• REQUEST: Copy out the lines below word for word, beginning with the line containing "Where can the sky" and continuing through the final line.
##### MATERIAL FOR THIS TASK #####
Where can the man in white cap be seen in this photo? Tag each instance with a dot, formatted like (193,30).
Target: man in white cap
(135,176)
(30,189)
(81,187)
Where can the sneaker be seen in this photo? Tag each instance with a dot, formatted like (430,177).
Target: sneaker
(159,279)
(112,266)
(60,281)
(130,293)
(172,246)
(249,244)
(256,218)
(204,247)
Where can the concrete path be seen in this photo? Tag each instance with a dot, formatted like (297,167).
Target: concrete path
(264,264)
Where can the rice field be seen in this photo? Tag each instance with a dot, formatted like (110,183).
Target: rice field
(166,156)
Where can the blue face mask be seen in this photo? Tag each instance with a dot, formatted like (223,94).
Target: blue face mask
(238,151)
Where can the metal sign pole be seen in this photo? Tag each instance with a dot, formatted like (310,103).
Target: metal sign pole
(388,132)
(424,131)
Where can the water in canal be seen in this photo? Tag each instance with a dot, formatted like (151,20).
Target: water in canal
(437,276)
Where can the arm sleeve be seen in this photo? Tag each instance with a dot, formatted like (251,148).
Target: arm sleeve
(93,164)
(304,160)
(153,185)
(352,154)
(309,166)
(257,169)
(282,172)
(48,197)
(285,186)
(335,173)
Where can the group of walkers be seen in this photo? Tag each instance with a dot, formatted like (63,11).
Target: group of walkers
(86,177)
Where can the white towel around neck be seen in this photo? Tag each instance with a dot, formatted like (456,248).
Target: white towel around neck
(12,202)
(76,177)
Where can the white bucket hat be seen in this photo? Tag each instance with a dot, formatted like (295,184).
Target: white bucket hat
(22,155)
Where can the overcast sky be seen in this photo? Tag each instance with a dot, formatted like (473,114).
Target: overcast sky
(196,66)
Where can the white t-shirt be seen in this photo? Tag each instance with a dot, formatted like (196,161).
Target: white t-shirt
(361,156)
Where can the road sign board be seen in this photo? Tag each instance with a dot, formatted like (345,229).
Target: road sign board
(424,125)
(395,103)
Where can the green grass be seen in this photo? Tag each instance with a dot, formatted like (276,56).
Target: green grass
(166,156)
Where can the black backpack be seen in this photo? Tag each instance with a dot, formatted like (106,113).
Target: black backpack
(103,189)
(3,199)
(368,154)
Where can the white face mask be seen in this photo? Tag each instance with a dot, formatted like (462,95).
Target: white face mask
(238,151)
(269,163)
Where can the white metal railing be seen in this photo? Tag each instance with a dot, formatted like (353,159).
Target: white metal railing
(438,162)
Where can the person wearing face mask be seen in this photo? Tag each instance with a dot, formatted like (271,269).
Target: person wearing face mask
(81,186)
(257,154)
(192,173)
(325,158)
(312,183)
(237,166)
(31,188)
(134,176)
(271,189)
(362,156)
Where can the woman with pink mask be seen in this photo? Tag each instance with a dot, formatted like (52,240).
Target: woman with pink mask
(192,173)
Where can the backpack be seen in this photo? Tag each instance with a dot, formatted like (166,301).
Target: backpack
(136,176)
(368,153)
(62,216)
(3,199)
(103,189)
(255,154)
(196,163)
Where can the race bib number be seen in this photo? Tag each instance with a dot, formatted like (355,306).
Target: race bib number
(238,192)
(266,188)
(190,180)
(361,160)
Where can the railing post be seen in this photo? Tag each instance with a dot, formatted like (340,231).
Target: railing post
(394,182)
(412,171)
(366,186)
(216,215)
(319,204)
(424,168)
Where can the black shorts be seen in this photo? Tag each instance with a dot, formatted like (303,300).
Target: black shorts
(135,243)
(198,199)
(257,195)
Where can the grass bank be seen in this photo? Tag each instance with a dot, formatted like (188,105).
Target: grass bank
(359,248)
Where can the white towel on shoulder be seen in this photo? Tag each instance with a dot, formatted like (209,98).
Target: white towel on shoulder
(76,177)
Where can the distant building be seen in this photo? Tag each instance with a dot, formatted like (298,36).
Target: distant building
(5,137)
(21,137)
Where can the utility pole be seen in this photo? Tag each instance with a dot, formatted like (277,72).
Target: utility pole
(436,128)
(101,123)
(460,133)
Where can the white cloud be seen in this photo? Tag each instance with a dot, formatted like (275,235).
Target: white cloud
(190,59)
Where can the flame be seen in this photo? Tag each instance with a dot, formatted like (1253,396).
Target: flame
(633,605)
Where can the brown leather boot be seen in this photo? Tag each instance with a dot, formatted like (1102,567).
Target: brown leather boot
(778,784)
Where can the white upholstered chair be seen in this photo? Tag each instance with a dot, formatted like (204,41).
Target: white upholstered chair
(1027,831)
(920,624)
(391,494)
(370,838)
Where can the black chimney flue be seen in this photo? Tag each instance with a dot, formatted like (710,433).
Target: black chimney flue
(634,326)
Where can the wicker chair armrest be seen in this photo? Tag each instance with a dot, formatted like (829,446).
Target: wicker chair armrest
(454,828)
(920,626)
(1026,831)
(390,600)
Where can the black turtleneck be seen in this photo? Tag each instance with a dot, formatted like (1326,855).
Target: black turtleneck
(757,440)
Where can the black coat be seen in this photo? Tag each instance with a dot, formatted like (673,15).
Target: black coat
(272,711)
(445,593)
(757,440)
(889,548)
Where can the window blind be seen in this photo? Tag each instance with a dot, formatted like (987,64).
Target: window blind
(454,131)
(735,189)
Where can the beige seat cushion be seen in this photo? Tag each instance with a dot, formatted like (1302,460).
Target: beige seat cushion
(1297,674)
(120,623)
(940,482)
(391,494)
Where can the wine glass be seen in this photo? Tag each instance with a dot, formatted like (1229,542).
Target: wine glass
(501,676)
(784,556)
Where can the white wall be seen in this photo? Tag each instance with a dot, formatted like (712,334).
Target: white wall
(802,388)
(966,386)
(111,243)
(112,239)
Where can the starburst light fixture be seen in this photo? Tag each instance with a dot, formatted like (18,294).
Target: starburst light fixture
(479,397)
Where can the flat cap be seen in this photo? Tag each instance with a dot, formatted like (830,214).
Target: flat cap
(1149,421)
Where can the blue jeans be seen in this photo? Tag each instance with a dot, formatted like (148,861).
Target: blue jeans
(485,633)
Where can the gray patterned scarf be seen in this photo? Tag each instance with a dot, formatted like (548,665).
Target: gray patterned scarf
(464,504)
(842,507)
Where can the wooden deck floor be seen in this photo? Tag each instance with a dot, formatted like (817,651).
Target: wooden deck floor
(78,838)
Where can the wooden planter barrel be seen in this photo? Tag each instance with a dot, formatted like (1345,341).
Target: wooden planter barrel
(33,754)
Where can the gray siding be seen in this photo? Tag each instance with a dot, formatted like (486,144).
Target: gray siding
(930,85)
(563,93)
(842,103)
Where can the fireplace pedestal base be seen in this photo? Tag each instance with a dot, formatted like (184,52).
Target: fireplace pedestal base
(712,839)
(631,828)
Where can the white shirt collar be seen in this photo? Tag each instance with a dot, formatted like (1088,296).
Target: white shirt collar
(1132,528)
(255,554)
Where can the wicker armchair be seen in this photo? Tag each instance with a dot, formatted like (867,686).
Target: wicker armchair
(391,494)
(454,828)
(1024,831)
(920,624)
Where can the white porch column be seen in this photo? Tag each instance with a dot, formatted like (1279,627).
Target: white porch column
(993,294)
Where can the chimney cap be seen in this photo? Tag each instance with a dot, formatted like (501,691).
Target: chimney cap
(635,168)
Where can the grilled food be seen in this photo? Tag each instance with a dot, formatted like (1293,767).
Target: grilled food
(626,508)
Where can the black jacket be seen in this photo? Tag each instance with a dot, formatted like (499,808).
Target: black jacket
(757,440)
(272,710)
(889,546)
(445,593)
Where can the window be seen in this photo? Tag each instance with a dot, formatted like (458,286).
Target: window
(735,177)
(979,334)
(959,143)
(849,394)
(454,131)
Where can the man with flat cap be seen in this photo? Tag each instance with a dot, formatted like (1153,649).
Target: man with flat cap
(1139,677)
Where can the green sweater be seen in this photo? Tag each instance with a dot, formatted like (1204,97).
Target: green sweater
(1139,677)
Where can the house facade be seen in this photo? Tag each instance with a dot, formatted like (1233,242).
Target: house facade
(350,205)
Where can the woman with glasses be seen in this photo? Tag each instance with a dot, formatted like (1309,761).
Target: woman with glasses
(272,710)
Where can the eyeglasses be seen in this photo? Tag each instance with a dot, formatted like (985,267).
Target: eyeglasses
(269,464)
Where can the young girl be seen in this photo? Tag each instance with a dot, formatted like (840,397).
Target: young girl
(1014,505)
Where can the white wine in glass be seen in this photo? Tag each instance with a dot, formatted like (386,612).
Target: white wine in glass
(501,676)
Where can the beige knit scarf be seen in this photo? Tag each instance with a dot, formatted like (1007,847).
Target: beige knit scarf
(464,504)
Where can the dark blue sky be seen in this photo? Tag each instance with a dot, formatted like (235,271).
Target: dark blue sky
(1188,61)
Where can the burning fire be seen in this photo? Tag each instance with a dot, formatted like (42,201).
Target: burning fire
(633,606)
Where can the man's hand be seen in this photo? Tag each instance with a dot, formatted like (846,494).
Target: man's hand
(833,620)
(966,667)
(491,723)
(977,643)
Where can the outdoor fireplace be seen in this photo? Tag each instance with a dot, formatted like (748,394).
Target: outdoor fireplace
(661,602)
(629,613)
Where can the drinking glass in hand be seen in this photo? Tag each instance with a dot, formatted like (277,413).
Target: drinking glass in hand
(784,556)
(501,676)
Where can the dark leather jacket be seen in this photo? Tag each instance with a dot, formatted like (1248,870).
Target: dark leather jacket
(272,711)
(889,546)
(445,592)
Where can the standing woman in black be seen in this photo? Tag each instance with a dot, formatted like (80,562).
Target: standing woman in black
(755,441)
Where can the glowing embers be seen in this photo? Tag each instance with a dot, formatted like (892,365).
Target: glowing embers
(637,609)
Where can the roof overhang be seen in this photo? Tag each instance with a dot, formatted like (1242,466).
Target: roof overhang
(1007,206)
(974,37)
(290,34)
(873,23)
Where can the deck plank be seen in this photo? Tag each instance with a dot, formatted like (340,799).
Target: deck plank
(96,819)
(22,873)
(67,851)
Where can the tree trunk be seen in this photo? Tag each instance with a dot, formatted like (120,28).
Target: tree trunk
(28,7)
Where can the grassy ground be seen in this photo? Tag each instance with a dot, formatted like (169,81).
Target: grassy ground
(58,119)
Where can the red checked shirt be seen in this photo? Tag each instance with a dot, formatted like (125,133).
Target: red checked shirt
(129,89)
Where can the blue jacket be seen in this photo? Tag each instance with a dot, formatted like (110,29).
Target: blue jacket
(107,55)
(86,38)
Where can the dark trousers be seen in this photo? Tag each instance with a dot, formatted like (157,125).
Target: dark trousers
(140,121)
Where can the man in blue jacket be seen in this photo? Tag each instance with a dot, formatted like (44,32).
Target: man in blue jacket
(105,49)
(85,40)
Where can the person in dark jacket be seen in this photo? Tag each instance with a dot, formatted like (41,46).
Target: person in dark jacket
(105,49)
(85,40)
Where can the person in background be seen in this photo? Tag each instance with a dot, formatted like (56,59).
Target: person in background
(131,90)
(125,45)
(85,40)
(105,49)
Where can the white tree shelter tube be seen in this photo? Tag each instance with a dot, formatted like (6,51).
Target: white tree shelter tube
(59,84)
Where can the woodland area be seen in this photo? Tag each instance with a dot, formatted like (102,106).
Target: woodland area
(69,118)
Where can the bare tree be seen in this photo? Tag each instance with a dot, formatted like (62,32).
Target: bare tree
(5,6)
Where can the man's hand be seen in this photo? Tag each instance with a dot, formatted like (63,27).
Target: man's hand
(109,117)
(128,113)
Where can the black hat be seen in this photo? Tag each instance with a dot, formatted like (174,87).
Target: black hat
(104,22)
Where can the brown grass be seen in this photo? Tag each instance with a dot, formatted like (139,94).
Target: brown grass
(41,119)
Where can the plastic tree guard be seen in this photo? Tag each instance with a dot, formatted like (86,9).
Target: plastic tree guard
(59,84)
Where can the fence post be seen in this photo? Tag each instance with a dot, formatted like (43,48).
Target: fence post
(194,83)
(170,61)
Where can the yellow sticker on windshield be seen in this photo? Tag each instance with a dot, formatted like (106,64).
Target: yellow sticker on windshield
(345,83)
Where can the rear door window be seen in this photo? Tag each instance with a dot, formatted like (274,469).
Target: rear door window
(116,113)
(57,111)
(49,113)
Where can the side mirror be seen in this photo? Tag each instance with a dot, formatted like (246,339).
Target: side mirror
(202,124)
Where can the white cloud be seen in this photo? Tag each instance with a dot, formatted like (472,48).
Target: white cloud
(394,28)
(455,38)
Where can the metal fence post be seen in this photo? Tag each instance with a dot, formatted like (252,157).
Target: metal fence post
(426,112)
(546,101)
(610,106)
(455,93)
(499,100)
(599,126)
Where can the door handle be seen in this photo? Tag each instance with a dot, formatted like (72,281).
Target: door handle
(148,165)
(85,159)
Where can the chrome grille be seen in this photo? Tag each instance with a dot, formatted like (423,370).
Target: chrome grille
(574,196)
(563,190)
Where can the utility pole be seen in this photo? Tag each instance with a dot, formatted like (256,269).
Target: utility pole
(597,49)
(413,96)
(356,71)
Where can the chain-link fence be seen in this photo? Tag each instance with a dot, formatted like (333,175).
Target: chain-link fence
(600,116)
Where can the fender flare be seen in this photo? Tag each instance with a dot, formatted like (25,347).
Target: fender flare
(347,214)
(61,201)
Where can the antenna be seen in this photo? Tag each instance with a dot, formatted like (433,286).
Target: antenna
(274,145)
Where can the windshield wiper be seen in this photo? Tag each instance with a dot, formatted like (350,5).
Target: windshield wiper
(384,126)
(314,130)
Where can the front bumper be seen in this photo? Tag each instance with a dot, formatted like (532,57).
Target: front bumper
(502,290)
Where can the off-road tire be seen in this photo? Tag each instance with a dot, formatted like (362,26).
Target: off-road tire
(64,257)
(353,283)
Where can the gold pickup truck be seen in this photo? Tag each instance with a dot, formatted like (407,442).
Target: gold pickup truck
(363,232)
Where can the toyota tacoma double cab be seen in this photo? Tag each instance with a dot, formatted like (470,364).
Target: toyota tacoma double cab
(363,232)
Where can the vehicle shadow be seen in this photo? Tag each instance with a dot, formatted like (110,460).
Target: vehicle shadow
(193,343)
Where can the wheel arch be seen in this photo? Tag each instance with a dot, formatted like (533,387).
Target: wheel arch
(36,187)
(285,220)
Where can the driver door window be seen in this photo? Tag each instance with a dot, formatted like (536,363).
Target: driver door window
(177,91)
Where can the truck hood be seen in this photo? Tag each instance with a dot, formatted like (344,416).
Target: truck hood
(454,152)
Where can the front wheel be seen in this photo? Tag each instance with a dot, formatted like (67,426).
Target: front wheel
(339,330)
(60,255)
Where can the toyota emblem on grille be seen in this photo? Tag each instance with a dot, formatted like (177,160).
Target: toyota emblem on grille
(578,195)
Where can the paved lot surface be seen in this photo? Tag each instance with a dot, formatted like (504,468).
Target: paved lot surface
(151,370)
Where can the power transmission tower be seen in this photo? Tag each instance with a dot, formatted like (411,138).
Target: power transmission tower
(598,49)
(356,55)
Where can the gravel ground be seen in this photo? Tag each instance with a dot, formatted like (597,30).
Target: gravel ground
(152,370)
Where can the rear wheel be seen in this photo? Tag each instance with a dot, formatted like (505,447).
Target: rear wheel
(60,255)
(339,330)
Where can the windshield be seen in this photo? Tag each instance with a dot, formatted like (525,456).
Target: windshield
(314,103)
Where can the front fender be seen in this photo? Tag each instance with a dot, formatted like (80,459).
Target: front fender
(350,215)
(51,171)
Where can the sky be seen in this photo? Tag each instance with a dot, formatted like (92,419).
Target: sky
#####
• RESPONSE:
Where can the sky be seen in this photo? Tag each instance with a dot, formatted like (92,419).
Target: sky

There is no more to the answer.